TASK 1 >> Using the passage on the Miscellaneous Fees and Levies Act, 2016, decide whether each statement agrees with it: (a) the processing fee applies to motorcycles imported duty free; (b) the processing fee is Kshs. 10,000/=; (c) the Import Declaration Fee covers raw materials for industrial parks of 100 acres or more located in Nairobi. For each, answer yes or no and quote the words of the passage that decide it.
TASK 2 >> From the passage on the Miscellaneous Fees and Levies Act, 2016, return the words from "The Miscellaneous Fees" up to and including "gas storage facilities.", copied without change.

EXCERPTED TEXT >>
The Miscellaneous Fees and Levies Act, 2016. Two amendments to this Act are noteworthy. First, the Act introduces a processing fee of Kshs. 10,000/= on all motor vehicles excluding motorcycles imported or purchased duty free prior to clearance through customs under the relevant provisions of the East African Community Customs Management Act, 2004. It also imposes an Import Declaration Fee on gifts or donations (excluding motor vehicles) sent by foreign residents to their relatives in Kenya for their personal use, raw materials for direct and exclusive use in construction by developers or investors in industrial parks of 100 acres or more located outside Nairobi and Mombasa and goods imported for the construction of LP gas storage facilities.

EXCERPTED DATA >>

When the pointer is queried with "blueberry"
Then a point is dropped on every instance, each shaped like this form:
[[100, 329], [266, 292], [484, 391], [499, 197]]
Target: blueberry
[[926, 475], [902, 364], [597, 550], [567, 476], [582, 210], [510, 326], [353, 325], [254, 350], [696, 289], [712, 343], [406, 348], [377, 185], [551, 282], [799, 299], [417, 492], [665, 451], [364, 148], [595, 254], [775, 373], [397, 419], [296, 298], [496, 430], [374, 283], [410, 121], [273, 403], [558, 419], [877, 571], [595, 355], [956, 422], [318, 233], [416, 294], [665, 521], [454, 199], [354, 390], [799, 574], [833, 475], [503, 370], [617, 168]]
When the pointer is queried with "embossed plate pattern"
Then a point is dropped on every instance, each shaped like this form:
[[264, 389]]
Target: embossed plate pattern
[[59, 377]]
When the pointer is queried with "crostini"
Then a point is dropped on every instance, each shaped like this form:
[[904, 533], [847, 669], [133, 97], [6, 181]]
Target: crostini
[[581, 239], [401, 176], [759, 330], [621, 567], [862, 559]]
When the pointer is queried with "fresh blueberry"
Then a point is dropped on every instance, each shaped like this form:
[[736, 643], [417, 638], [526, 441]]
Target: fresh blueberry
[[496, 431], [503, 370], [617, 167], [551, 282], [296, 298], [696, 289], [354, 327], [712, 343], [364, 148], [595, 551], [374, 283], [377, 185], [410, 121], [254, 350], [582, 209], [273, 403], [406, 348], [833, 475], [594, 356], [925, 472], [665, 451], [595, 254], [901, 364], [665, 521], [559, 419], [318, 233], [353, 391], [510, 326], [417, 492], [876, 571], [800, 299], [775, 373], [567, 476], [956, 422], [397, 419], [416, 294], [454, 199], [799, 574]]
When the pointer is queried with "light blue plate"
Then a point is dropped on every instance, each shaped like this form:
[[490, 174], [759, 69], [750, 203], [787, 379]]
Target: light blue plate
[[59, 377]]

TASK SOLUTION 1 >>
(a) No: "on all motor vehicles excluding motorcycles"
(b) Yes: "a processing fee of Kshs. 10,000/= on all motor vehicles"
(c) No: "industrial parks of 100 acres or more located outside Nairobi and Mombasa"

TASK SOLUTION 2 >>
The Miscellaneous Fees and Levies Act, 2016. Two amendments to this Act are noteworthy. First, the Act introduces a processing fee of Kshs. 10,000/= on all motor vehicles excluding motorcycles imported or purchased duty free prior to clearance through customs under the relevant provisions of the East African Community Customs Management Act, 2004. It also imposes an Import Declaration Fee on gifts or donations (excluding motor vehicles) sent by foreign residents to their relatives in Kenya for their personal use, raw materials for direct and exclusive use in construction by developers or investors in industrial parks of 100 acres or more located outside Nairobi and Mombasa and goods imported for the construction of LP gas storage facilities.